* Exercise instructions *
Pick out every row below that contains the word "brown", and copy each of those rows in full.

* Data supplied *
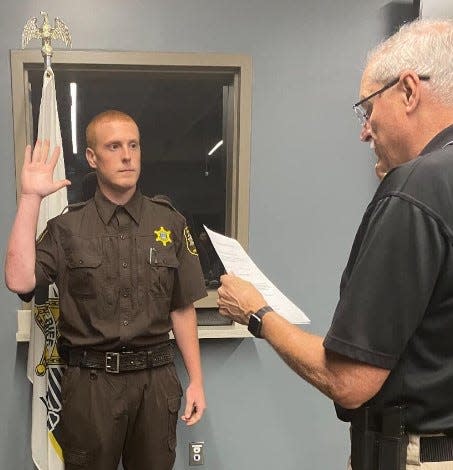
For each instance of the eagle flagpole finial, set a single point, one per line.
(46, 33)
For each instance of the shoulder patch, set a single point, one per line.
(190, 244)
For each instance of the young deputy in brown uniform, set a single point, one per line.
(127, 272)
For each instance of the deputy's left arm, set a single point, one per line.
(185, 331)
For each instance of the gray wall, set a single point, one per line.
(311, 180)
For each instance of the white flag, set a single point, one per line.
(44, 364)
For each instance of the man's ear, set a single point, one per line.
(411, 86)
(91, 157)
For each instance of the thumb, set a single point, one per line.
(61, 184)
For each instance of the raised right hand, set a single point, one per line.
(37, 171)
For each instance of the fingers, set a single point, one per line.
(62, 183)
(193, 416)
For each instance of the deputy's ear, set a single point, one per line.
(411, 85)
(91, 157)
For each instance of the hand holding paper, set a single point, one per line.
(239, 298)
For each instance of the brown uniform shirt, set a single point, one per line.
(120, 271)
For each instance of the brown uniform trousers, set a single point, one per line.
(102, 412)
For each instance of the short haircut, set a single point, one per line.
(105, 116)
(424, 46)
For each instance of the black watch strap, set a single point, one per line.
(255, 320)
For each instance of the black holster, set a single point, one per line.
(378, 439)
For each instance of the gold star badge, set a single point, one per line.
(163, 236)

* * *

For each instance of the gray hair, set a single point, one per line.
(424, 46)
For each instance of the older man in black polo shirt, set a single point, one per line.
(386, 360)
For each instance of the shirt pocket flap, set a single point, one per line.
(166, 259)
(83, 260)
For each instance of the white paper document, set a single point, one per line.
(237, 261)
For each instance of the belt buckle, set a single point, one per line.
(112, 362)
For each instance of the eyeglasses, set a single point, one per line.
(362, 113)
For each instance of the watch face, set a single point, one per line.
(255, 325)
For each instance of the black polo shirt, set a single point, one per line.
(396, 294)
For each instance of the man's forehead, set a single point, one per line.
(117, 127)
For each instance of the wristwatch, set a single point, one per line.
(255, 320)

* * *

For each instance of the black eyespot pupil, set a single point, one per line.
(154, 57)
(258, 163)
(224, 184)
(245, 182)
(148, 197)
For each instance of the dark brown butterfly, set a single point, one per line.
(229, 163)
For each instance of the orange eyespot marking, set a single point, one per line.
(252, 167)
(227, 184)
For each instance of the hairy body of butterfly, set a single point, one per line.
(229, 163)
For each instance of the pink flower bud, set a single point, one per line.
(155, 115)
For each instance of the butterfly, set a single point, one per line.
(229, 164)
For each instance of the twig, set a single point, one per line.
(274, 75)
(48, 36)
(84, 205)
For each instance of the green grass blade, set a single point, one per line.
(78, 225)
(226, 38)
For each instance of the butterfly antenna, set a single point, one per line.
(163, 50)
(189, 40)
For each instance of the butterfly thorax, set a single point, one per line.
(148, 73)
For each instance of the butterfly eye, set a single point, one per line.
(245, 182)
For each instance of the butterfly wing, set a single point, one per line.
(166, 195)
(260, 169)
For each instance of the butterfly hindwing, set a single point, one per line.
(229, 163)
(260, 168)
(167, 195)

* Written response *
For each instance of the young deputy in brown uniform, set a single point, one per line.
For each instance of the brown uniform shirt, set a single point, one per line.
For each instance of the brown uniform trousers, set a single point, one per line.
For each instance of the dark brown butterfly, set a single point, one per line.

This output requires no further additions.